Baginya, menyampaikan makna melalui setiap karya yang dihasilkan lebih penting bagi alumni  Prodi Arsitektur, Fakultas Teknik Universitas Udayana (Unud) ini.

“Kami ikut sayembara, soal menang itu nomor dua. Yang pertama itu, supaya ide kami tersampaikan ke dunia luar,” ujar alumni penerima beasiswa LPDP S2 di Sekolah Arsitektur, Perencanaan, dan Pengembangan Kebijakan ITB ini.

Dari gagasan MRP Taman Ragam Selaras tersebut, lima pemuda sarat prestasi ini memutar otak untuk mampu memanfaatkan 30 hektare lahan dengan kontur yang ekstrem.

Dikatakan ekstrem karena berada pada kawasan eks tambang batu gamping di Bukit Sampung, Desa/Kecamatan Sampung yang bergelombang, miring, dan tidak rata.


FOTO: Penampakan visualisasi gagasan MRP karya Tim Taman Ragam Selaras dari langit Desa/Kecamatan Sampung, Ponorogo. -IST

Dengan mengusung konsep keselarasan dengan ekologi yang sudah ada di area tersebut seperti kawasan bukit konservasi air, sawah, sungai, dan perkebunan, Ajas dan kawan-kawan hanya menggarap 30 persen lahan yang ada.

Sedangkan untuk menjaga kawasan konservasi airnya, dalam desain tersebut terdapat bioswale. Fitur ini berupa cekungan yang dapat menyimpan air hujan yang mengalir dari bukit ke dalam tanah dan sungai terdekat.

“Ini adalah sebuah gagasan tentang pembangunan berkonsep Taman, wadah Ragam kesenian, sebagai perwujudan cita-cita Selaras alam dan masyarakat,” ucap Ajas menjelaskan tagline karya timnya.

Letak MRP sendiri sudah ditentukan oleh Pemkab Ponorogo dan Ikatan Arsitek Indonesia (IAI) Jawa Timur bertengger di atas bukit bekas kerukan tambang.

Sedangkan untuk sekitar 15 bangunan pendukung lain berada di area ‘lembah’ bukit. Kondisi lahan yang tidak rata ini pun dimanfaatkan menjadi kelebihan oleh Ajas dan kawan-kawan dengan membuat desain kawasan yang berundak mengikuti kontur lahan.

“Selain itu, karena monumen patung Reog itu dibatasi dimensinya, kami coba akali dengan gestur Reog yang sedang bergerak. Jadi, Reog itu terlihat melengkung dan bagian atasnya terlempar ke belakang seperti saat ditarikan,” tutur Ajas.

Aturan teknis sayembara menentukan bahwa dimensi patung Reog tersebut (l,p,t) 30 x 50 x 81 meter. Dimensi terbatas ini diakali dengan melengkungkan kepakkan ekor merak dan menekuk ujungnya. Selain didapatkan hasil yang memenuhi syarat, bentuk ini memberi kesan dinamis terhadap patung yang statis.

Cuplikan data pelabelan lokasi
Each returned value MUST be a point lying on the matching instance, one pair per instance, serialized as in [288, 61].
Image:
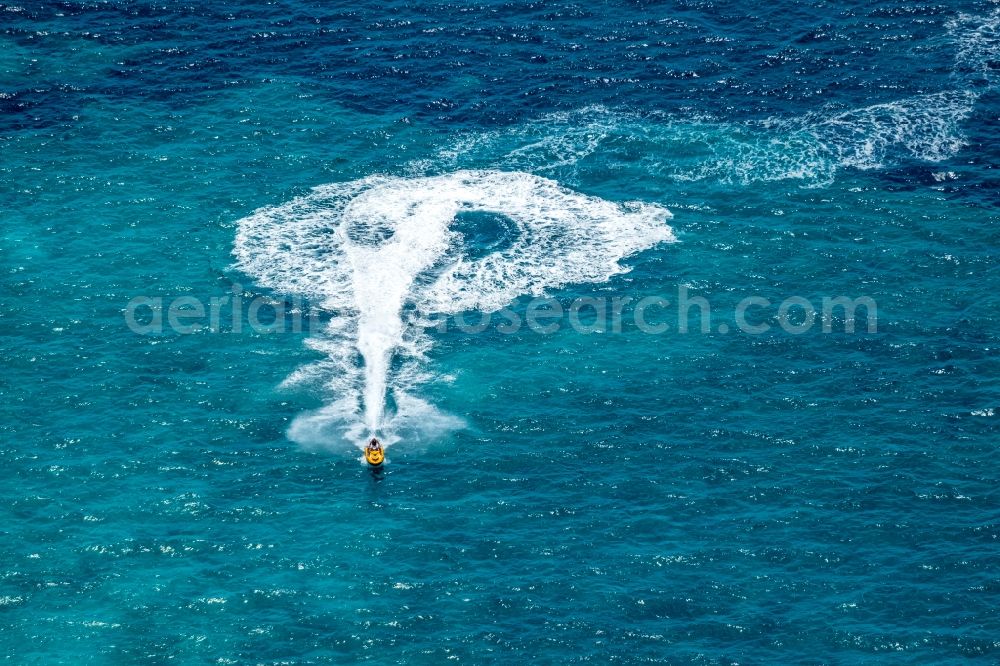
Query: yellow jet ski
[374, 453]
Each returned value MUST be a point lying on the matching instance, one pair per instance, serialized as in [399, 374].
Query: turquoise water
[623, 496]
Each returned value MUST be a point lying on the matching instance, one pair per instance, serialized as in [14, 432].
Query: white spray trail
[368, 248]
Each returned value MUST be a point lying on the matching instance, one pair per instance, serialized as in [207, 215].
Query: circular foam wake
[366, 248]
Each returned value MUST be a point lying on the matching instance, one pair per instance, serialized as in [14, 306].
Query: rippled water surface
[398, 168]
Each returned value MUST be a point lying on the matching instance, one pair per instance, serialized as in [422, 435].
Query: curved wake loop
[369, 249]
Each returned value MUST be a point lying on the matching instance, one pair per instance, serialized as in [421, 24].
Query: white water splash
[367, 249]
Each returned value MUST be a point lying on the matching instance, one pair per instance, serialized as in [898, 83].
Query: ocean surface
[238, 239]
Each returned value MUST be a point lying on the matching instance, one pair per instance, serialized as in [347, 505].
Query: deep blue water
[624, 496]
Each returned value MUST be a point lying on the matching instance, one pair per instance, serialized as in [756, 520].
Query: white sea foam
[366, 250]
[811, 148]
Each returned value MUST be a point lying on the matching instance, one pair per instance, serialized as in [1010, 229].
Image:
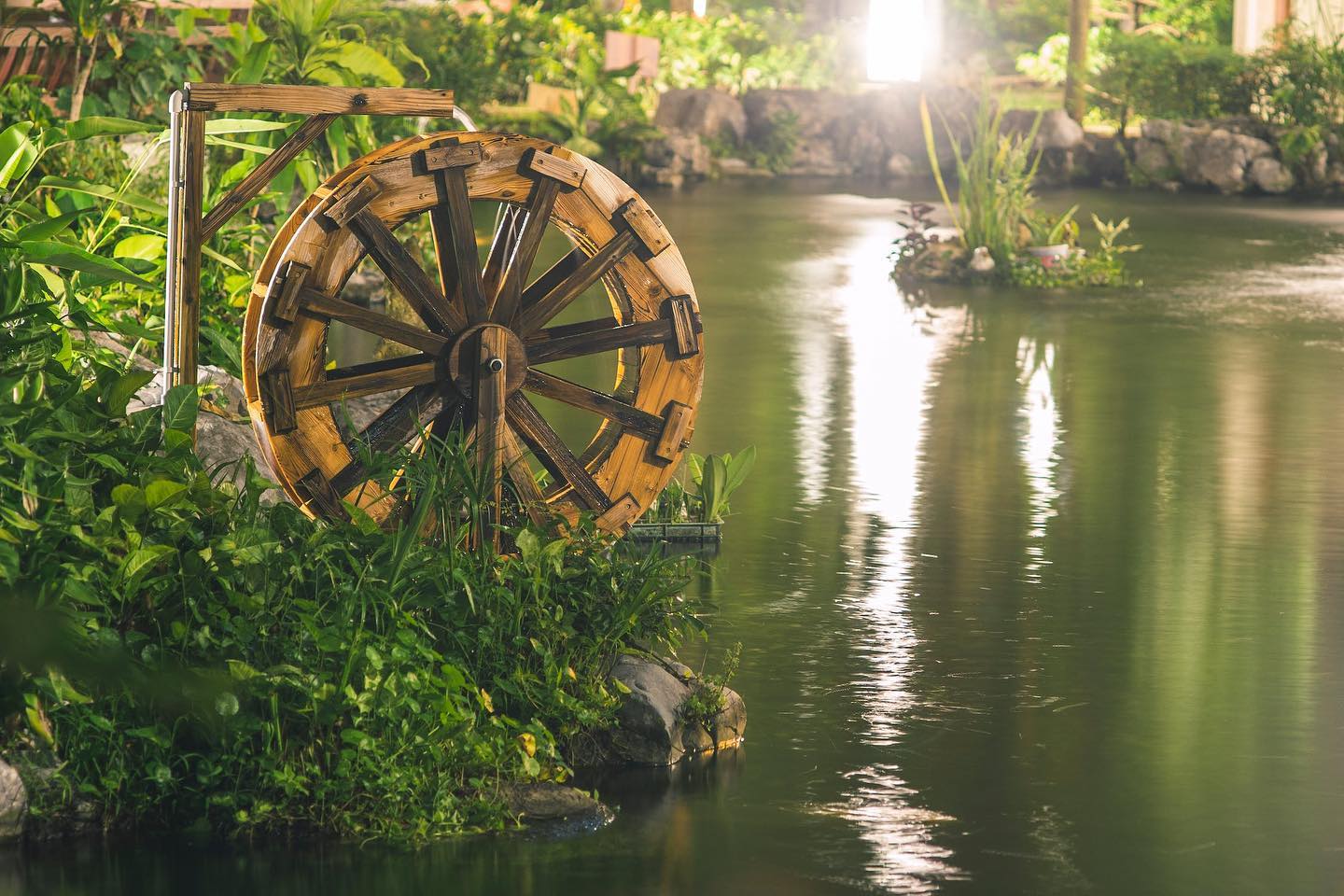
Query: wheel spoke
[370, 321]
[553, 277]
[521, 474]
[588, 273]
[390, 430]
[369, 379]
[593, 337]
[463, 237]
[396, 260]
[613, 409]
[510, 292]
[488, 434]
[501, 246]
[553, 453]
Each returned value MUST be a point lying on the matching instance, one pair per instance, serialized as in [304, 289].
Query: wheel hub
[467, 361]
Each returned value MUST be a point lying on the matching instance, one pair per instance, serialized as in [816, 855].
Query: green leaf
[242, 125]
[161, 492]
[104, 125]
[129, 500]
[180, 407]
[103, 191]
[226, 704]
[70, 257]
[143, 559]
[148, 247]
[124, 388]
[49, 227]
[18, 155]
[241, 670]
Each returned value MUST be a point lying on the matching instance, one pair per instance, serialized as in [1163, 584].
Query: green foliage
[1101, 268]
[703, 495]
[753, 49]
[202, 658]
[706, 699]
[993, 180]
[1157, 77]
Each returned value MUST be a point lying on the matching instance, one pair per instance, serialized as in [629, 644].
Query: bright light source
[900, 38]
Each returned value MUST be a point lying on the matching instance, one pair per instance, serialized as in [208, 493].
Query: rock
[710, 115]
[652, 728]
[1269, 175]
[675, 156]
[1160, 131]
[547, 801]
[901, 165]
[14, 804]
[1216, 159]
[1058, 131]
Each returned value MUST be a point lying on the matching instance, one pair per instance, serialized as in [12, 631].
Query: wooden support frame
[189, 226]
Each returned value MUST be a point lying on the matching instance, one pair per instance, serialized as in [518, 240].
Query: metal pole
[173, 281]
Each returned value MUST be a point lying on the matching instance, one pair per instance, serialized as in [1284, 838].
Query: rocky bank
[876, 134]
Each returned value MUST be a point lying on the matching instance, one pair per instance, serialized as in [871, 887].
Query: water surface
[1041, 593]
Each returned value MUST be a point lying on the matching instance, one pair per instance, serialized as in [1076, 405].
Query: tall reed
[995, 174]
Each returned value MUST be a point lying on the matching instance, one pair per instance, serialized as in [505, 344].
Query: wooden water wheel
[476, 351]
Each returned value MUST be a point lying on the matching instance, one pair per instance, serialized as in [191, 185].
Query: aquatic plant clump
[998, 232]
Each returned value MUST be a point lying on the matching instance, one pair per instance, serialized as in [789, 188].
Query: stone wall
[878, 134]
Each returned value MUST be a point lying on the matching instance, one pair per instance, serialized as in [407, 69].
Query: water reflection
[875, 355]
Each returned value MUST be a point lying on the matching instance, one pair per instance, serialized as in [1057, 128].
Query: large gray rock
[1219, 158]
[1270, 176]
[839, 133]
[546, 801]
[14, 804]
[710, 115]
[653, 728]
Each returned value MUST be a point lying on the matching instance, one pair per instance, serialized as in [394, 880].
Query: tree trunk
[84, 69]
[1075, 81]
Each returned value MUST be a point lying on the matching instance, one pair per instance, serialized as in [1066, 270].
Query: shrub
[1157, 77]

## DAFTAR TUGAS
1 > Menurut kutipan pilihan, berapa persen lahan yang digarap oleh Ajas dan kawan-kawan?
2 > Tuliskan setiap baris data yang memuat kata "wake"; huruf besar dan huruf kecil dibedakan.

## JAWABAN TIAP TUGAS
1 > Ajas dan kawan-kawan hanya menggarap 30 persen lahan yang ada.

2 >
Query: circular foam wake
Query: curved wake loop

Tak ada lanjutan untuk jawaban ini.